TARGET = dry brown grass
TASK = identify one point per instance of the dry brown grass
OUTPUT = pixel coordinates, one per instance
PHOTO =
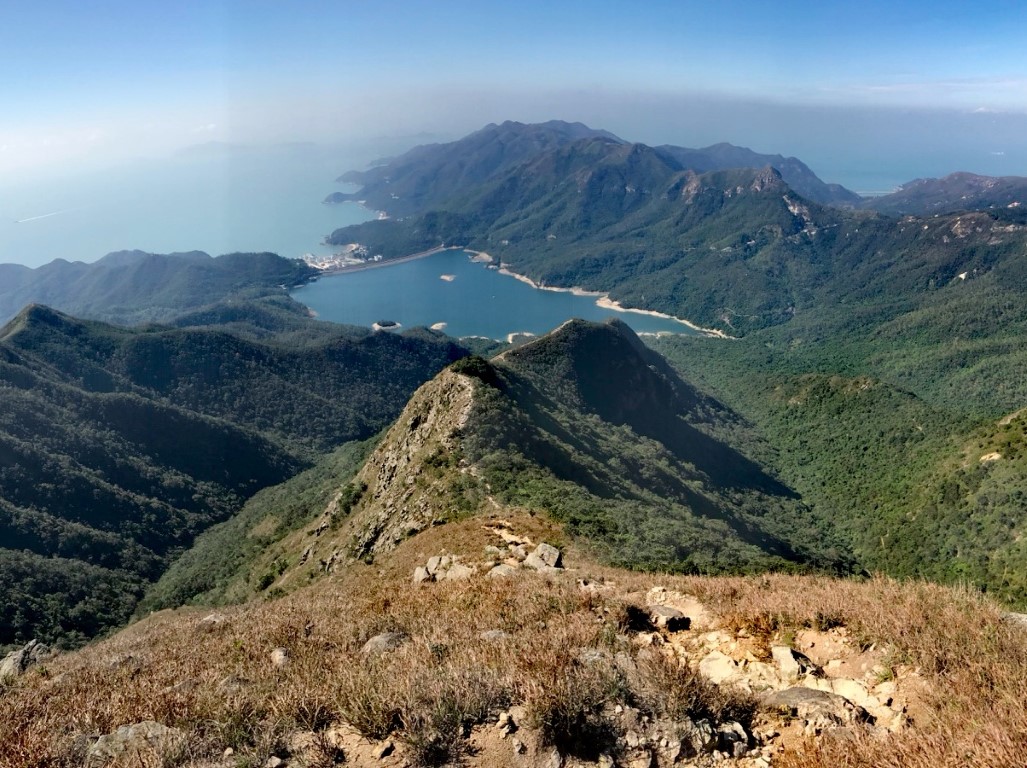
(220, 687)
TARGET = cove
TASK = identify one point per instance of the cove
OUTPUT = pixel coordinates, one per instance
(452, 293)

══════════

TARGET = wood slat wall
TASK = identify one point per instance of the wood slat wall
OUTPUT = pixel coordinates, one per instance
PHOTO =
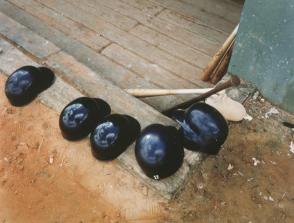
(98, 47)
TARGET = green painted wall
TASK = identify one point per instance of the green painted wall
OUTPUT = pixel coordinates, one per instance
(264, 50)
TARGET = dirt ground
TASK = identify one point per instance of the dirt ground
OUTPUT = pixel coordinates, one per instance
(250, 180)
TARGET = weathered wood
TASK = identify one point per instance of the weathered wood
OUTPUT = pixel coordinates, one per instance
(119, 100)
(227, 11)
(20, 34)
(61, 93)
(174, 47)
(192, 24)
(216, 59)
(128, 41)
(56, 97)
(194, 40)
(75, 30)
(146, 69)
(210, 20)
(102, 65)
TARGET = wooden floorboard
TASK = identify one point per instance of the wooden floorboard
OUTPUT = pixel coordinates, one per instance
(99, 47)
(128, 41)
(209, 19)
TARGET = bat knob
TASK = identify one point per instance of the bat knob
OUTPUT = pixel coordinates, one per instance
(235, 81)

══════════

How many lines in the records above contain the string "point", with uppercase and lowercase matching exactly? Reply with the number alone.

* **FINISHED ANSWER**
8